• ELENCO ATTIVITÀ
[A] Riscrivi la parte della recensione che comincia con le parole contenenti "Questi due ultimi" e finisce con "del Corpus Hippocraticum.", sostituendo "studiosa" con "ricercatrice".
[B] Prosegui la recensione sugli studi di medicina greca dopo la sua ultima frase.

• TESTO FORNITO
* * *
Stefania Gardi (“Tradizione e innovazione nella medicina di IV sec.a.C.: Diocle di Caristo”, pp. 159-175), partendo dal recente lavoro di van der Eijk,3 opera un confronto tra la medicina dioclea e quella ippocratica, al fine di rilevarne i debiti e le innovazioni, attraverso l’analisi di alcune patologie, quali pleurite, apoplessia ed epilessia, e delle relative terapie.
Mariarosa Cricelli (“La medicina greca di IV e III secolo a.C. attraverso alcune iscrizioni da Epidauro”, pp.177-195) prende in esame le sanationes di IV e di III sec. a.C. dall’Asklepieion di Epidauro, raggruppandole per tipologie di malattie, al fine di provare a comprendere le ragioni alla base della decisione dei malati di rivolgersi ai medici del tempio anziché ai medici professionisti. Ad avviso della Cricelli le cause risiederebbero, da un lato, nella maggiore ‘dolcezza’ delle terapie praticate nei santuari e, dall’altro, nell’accessibilità economica delle cure santuariali.
Questi due ultimi contributi sono di un livello leggermente inferiore ai precedenti (essendo entrambi, come peraltro dichiarato, sviluppo di tesi di laurea che, per loro natura, non possono ancora essere lavori pienamente compiuti). In particolare, la comunicazione della Cricelli presenta alcune ingenuità, dovute principalmente all’incompletezza bibliografica: la giovane studiosa non include alcuni studi,4 tutti piuttosto recenti, che avrebbero permesso una migliore contestualizzazione, e quindi una piena comprensione, delle iscrizioni di guarigione epidaurie, del culto di Asclepio più in generale, e del complesso fenomeno dell’incubazione. Resta tuttavia il merito di aver innovativamente provato a recensire per patologia le sanationes, incrociando i dati epigrafici con i testi del Corpus Hippocraticum.
* * *
[Dati di puntamento basati su immagini]
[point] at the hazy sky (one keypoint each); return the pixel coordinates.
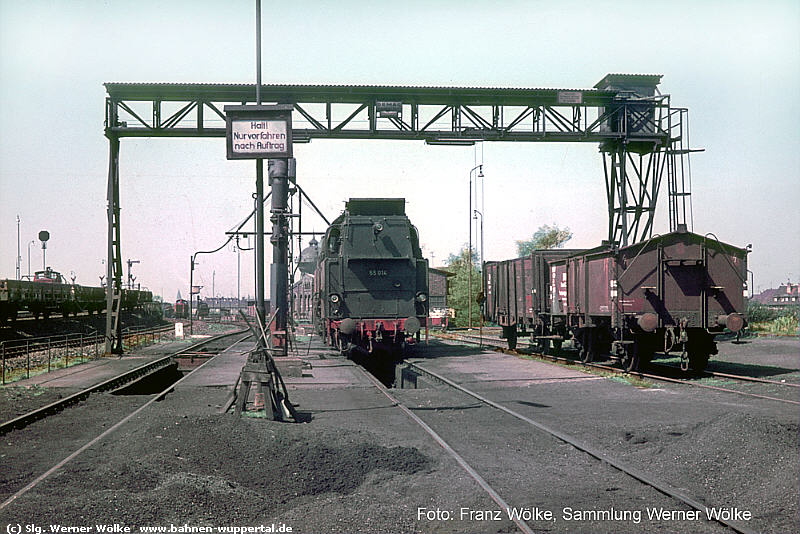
(734, 64)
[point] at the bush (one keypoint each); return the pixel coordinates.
(760, 313)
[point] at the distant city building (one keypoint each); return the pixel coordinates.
(785, 295)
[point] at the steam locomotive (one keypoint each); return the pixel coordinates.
(674, 292)
(371, 281)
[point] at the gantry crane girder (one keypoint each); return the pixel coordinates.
(641, 136)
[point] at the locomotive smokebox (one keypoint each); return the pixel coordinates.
(347, 326)
(412, 325)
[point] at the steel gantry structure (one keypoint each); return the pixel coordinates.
(642, 138)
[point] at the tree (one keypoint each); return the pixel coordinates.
(546, 237)
(458, 293)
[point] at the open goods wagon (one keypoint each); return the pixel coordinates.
(674, 292)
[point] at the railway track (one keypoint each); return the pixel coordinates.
(240, 336)
(499, 344)
(506, 502)
(111, 384)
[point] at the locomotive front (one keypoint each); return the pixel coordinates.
(371, 281)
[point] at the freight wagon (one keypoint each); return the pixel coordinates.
(672, 293)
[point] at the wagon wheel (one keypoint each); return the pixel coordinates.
(630, 360)
(698, 360)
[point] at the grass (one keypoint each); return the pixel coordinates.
(782, 326)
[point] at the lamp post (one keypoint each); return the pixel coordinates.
(32, 242)
(478, 168)
(475, 214)
(19, 258)
(483, 263)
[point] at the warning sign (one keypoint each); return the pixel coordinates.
(259, 132)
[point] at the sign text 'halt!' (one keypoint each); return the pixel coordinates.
(255, 132)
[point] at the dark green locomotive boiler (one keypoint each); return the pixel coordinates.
(371, 281)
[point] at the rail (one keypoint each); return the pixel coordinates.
(21, 357)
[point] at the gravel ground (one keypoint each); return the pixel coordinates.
(361, 465)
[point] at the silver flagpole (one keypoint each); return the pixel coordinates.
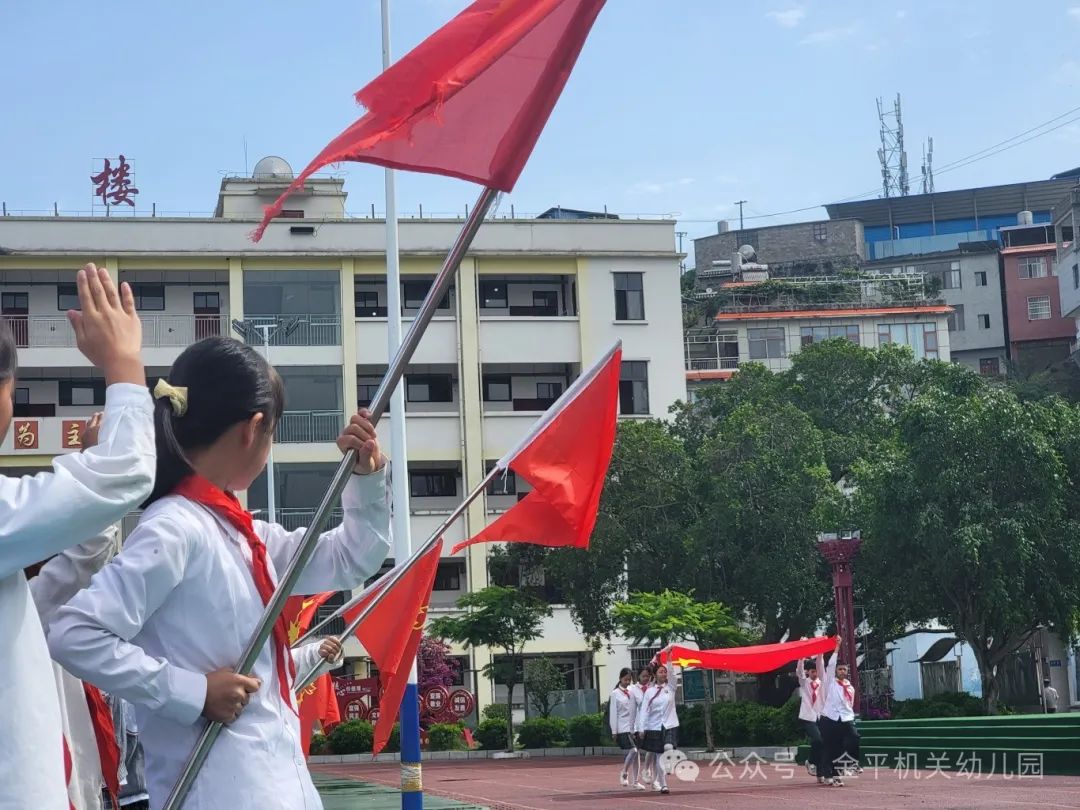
(307, 548)
(390, 578)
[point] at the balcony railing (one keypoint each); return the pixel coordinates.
(35, 332)
(306, 331)
(309, 426)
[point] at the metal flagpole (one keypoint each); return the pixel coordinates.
(307, 547)
(390, 578)
(410, 777)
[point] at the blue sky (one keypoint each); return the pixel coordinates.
(676, 107)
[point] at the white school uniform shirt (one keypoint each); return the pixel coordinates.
(657, 710)
(57, 581)
(179, 602)
(41, 515)
(839, 698)
(622, 714)
(811, 691)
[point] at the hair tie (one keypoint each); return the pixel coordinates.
(177, 396)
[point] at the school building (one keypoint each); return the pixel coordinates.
(535, 301)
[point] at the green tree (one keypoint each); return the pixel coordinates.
(503, 618)
(544, 684)
(969, 517)
(672, 617)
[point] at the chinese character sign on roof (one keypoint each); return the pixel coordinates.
(112, 185)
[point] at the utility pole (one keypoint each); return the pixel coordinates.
(740, 203)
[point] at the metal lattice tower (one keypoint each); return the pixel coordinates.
(891, 154)
(928, 166)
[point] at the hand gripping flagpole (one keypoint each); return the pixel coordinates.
(307, 548)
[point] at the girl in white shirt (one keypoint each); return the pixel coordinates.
(44, 514)
(164, 624)
(658, 723)
(623, 715)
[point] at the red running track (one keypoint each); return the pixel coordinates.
(568, 784)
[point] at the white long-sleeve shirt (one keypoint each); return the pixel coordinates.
(811, 691)
(57, 581)
(179, 602)
(41, 515)
(622, 713)
(839, 694)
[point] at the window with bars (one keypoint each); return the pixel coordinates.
(1038, 308)
(1033, 267)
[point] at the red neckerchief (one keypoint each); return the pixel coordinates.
(200, 490)
(108, 752)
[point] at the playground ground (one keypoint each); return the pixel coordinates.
(574, 784)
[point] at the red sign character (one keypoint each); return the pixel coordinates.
(115, 185)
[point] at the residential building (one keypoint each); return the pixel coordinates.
(535, 301)
(969, 280)
(798, 250)
(1039, 333)
(769, 322)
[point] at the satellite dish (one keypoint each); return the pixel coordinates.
(272, 167)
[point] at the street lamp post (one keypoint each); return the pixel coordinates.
(839, 550)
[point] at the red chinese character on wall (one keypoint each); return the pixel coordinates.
(115, 185)
(26, 434)
(72, 434)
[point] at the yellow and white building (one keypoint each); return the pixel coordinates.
(535, 300)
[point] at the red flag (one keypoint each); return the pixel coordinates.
(471, 99)
(299, 612)
(565, 458)
(318, 702)
(757, 659)
(391, 635)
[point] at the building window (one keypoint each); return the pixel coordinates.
(956, 318)
(365, 392)
(447, 577)
(432, 484)
(504, 483)
(1038, 308)
(493, 295)
(149, 297)
(629, 297)
(921, 337)
(1033, 267)
(82, 392)
(767, 342)
(497, 388)
(810, 335)
(634, 387)
(67, 297)
(429, 388)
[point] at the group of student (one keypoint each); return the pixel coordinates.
(827, 713)
(161, 622)
(645, 724)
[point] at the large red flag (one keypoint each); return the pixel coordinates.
(565, 458)
(318, 702)
(471, 99)
(757, 659)
(391, 635)
(299, 612)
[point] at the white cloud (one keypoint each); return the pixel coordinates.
(828, 36)
(787, 17)
(648, 187)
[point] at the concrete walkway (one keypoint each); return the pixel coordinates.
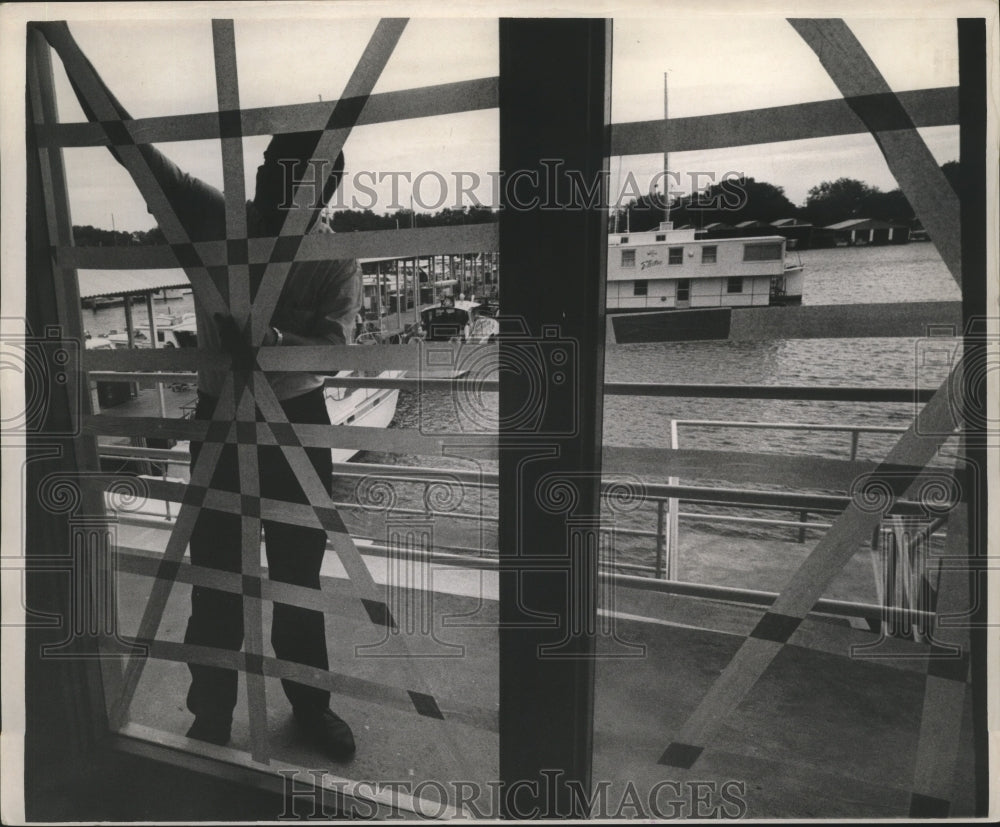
(822, 734)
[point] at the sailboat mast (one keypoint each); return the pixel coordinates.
(666, 156)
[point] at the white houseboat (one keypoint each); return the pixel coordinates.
(666, 285)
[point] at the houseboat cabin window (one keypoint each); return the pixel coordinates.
(762, 252)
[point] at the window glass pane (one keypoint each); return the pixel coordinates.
(296, 582)
(708, 703)
(762, 252)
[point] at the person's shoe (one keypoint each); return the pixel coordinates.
(211, 730)
(327, 731)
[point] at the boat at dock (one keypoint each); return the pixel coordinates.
(354, 406)
(669, 285)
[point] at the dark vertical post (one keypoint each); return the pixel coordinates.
(972, 195)
(554, 110)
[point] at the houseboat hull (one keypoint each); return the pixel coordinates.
(691, 325)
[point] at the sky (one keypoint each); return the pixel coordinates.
(715, 64)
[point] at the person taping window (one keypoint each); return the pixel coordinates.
(317, 306)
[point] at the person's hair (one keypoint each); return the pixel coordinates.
(286, 164)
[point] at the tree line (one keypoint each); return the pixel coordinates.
(730, 202)
(342, 221)
(746, 199)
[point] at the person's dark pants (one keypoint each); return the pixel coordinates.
(294, 555)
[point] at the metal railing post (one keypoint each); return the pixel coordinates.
(661, 538)
(673, 536)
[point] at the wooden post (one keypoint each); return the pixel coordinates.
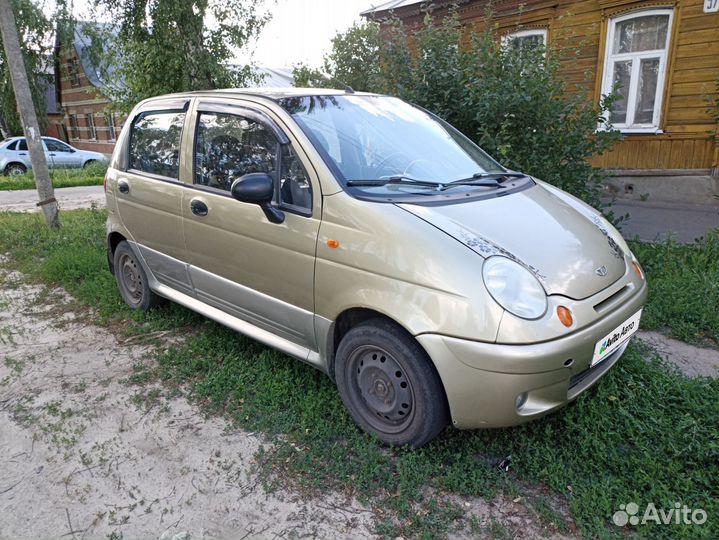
(26, 108)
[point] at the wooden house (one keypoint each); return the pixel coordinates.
(664, 55)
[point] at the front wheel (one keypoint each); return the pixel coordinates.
(389, 385)
(132, 280)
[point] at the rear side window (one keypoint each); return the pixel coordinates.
(155, 142)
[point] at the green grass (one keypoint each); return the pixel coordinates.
(683, 288)
(645, 434)
(92, 175)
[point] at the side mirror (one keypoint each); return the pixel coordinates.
(257, 188)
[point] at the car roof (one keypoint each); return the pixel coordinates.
(273, 94)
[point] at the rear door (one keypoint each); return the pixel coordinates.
(241, 263)
(149, 189)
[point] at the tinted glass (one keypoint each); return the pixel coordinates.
(229, 146)
(295, 187)
(155, 143)
(376, 137)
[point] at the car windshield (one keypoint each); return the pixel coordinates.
(376, 138)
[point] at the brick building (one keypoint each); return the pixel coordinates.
(86, 122)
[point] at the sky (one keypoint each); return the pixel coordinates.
(301, 30)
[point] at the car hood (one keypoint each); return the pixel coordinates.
(569, 250)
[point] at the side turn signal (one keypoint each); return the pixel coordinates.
(565, 316)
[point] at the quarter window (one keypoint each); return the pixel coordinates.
(635, 68)
(155, 142)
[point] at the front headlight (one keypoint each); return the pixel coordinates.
(514, 287)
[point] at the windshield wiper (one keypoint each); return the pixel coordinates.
(476, 178)
(394, 180)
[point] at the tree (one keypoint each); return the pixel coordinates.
(35, 31)
(21, 86)
(162, 46)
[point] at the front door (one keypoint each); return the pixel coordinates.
(149, 191)
(241, 263)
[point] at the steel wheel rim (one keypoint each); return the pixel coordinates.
(130, 278)
(380, 389)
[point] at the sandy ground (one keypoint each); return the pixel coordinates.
(80, 459)
(67, 199)
(690, 360)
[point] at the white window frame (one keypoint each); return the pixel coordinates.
(526, 33)
(636, 58)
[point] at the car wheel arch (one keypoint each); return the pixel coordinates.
(113, 239)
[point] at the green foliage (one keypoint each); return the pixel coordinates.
(161, 46)
(644, 434)
(683, 287)
(512, 101)
(34, 32)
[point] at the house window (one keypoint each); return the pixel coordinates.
(73, 72)
(635, 67)
(111, 129)
(74, 131)
(91, 126)
(526, 39)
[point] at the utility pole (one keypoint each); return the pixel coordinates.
(26, 108)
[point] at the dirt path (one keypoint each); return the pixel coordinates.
(68, 199)
(79, 459)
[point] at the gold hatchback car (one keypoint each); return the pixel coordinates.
(372, 240)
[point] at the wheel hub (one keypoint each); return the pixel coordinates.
(383, 386)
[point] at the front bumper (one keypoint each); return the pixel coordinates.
(483, 381)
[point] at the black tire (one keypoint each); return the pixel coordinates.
(15, 169)
(132, 280)
(389, 385)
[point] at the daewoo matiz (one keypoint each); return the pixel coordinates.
(372, 240)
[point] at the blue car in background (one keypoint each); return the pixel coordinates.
(15, 158)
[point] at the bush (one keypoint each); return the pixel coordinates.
(511, 101)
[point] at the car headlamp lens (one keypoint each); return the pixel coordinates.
(514, 287)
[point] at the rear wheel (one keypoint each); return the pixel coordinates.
(132, 280)
(389, 385)
(15, 169)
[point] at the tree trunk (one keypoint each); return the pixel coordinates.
(26, 108)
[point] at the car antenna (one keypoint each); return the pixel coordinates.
(348, 89)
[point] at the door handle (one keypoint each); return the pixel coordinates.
(198, 207)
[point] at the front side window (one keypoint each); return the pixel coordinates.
(56, 146)
(635, 68)
(228, 146)
(74, 131)
(155, 142)
(91, 126)
(526, 39)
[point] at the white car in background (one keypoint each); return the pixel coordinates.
(15, 158)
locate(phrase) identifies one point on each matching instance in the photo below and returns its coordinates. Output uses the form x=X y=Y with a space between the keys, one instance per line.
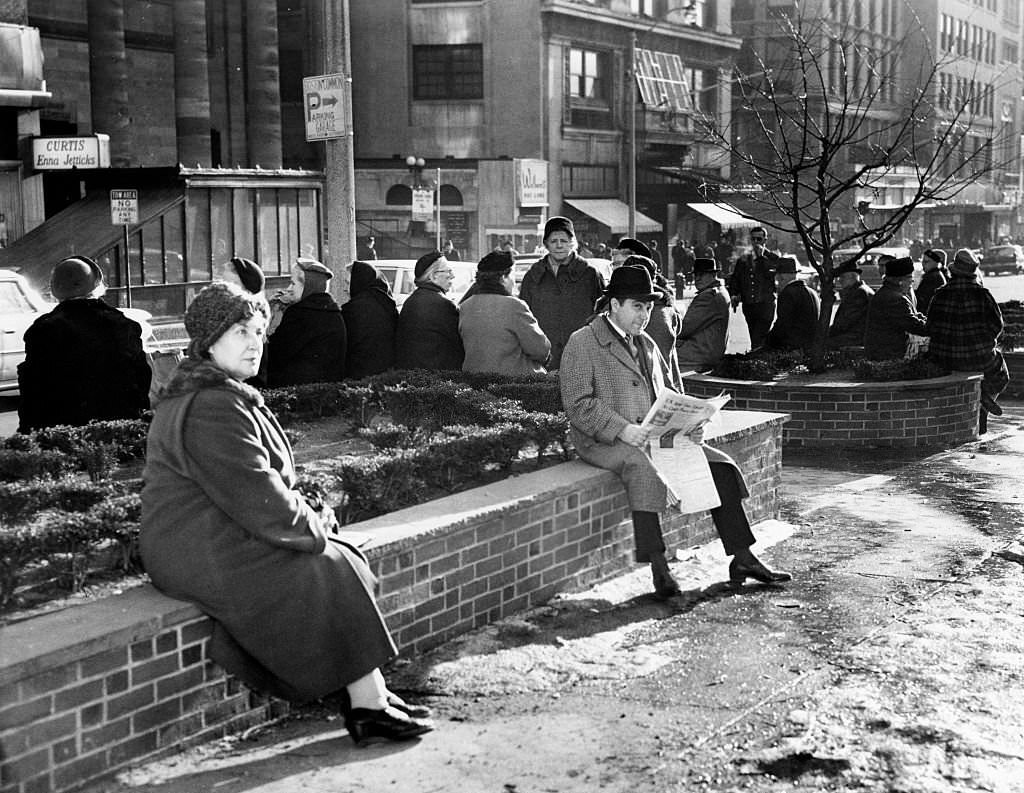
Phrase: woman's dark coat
x=372 y=319
x=428 y=332
x=309 y=344
x=223 y=527
x=83 y=362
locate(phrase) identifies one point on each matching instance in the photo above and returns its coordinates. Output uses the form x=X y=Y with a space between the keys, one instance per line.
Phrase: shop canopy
x=725 y=215
x=614 y=214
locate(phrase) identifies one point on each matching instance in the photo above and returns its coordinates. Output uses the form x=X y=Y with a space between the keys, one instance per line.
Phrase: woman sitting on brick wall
x=224 y=527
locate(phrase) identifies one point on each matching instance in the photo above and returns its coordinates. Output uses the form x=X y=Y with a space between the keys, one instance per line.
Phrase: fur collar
x=192 y=375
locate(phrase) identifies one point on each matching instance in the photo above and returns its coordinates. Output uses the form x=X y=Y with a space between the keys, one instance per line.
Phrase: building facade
x=524 y=109
x=183 y=102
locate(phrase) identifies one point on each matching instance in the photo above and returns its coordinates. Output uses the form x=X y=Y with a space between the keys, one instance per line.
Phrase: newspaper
x=680 y=462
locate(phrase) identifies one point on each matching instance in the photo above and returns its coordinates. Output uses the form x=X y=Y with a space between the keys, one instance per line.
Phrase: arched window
x=399 y=195
x=451 y=197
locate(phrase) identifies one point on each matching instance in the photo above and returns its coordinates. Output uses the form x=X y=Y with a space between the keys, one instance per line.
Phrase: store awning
x=614 y=214
x=725 y=215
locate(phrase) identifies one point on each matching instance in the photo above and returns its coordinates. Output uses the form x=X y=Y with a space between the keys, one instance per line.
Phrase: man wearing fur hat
x=427 y=336
x=309 y=344
x=934 y=264
x=797 y=314
x=611 y=373
x=705 y=335
x=891 y=316
x=847 y=329
x=561 y=288
x=965 y=323
x=84 y=360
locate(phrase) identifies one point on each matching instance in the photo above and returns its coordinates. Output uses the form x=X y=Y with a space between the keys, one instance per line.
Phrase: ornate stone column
x=192 y=83
x=262 y=84
x=109 y=76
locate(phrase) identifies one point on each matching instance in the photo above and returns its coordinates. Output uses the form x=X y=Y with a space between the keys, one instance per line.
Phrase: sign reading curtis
x=60 y=154
x=531 y=182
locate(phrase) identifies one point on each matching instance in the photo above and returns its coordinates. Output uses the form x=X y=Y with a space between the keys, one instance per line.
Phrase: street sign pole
x=124 y=212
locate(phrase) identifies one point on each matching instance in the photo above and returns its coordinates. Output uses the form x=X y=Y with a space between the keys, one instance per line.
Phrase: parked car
x=400 y=274
x=1003 y=258
x=19 y=306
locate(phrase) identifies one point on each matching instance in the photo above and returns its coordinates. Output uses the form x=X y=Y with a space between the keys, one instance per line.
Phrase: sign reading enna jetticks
x=61 y=154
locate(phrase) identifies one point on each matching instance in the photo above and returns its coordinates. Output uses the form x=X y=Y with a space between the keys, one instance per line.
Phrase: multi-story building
x=522 y=109
x=182 y=101
x=866 y=57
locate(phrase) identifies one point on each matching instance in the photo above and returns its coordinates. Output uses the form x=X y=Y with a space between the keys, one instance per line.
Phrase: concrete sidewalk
x=892 y=663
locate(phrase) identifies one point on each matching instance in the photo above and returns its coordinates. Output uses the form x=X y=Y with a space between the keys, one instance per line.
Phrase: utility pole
x=632 y=165
x=339 y=193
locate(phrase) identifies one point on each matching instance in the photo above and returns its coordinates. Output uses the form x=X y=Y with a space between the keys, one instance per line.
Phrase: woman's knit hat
x=215 y=309
x=558 y=223
x=76 y=277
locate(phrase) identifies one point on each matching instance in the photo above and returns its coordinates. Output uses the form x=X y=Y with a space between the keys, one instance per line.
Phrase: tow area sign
x=124 y=207
x=324 y=100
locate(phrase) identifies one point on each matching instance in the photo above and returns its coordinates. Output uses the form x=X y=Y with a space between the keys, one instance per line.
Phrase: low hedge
x=446 y=430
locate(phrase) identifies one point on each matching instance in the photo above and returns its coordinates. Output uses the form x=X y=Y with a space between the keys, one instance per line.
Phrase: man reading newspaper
x=611 y=374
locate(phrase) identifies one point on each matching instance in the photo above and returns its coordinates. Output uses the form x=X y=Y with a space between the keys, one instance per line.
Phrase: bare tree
x=827 y=112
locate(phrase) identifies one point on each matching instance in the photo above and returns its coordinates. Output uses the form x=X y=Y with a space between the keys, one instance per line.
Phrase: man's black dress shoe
x=390 y=724
x=739 y=573
x=414 y=711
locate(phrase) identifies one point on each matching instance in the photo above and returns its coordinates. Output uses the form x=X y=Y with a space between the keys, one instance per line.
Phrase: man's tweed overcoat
x=603 y=389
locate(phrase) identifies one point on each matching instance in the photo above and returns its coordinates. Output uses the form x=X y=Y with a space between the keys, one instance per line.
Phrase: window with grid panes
x=448 y=72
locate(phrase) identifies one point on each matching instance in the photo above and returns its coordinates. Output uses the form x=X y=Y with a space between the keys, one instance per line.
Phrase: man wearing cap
x=611 y=374
x=84 y=360
x=705 y=335
x=965 y=323
x=847 y=329
x=934 y=264
x=797 y=312
x=309 y=344
x=561 y=288
x=753 y=285
x=427 y=336
x=891 y=316
x=499 y=331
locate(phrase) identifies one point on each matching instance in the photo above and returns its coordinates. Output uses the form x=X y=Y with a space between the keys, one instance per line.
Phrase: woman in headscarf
x=309 y=344
x=371 y=318
x=224 y=527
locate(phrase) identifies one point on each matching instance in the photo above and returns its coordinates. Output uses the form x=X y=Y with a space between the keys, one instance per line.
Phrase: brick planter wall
x=940 y=412
x=94 y=687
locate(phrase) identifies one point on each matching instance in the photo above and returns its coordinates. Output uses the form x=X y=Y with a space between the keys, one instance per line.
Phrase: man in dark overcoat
x=611 y=374
x=934 y=264
x=427 y=336
x=84 y=360
x=309 y=344
x=891 y=316
x=752 y=285
x=561 y=288
x=847 y=328
x=705 y=335
x=797 y=312
x=964 y=326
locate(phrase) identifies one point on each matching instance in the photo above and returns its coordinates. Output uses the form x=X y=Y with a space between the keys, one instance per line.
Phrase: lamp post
x=416 y=166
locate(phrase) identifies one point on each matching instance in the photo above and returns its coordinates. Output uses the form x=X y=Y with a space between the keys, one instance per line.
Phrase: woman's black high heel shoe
* * *
• RISPOSTE NUMERATE
[A]
Questi due ultimi contributi sono di un livello leggermente inferiore ai precedenti (essendo entrambi, come peraltro dichiarato, sviluppo di tesi di laurea che, per loro natura, non possono ancora essere lavori pienamente compiuti). In particolare, la comunicazione della Cricelli presenta alcune ingenuità, dovute principalmente all’incompletezza bibliografica: la giovane ricercatrice non include alcuni studi,4 tutti piuttosto recenti, che avrebbero permesso una migliore contestualizzazione, e quindi una piena comprensione, delle iscrizioni di guarigione epidaurie, del culto di Asclepio più in generale, e del complesso fenomeno dell’incubazione. Resta tuttavia il merito di aver innovativamente provato a recensire per patologia le sanationes, incrociando i dati epigrafici con i testi del Corpus Hippocraticum.

[B]
Per concludere, si tratta di una pubblicazione che raccoglie contributi per la grande maggioranza originali e innovativi, editorialmente assai curata5 e completata da un utile indice. Il volume rappresenta un passo in avanti degli studi di storia della medicina, e di storia antica più in generale: è merito di Giovanna De Sensi Sestito e di Giuseppe Squillace aver raccolto e coordinato approcci diversi a un tema, di per sé, dalle molteplici sfaccettature.
Notes
1. Da ultimo J. Riethmueller, Asklepios. Heiligtümer und Kulte, Heidelberg 2005, vol. II, pp. 348-9, nr.178.
2. Riethmueller 2005, vol. II, cit., p. 424 nr. 560.
3. P. Van der Eijk (ed.), Diocles of Carystus. A Collection of the Fragments with Translation and Commentaries, voll. I-II, Leiden 2000-2001.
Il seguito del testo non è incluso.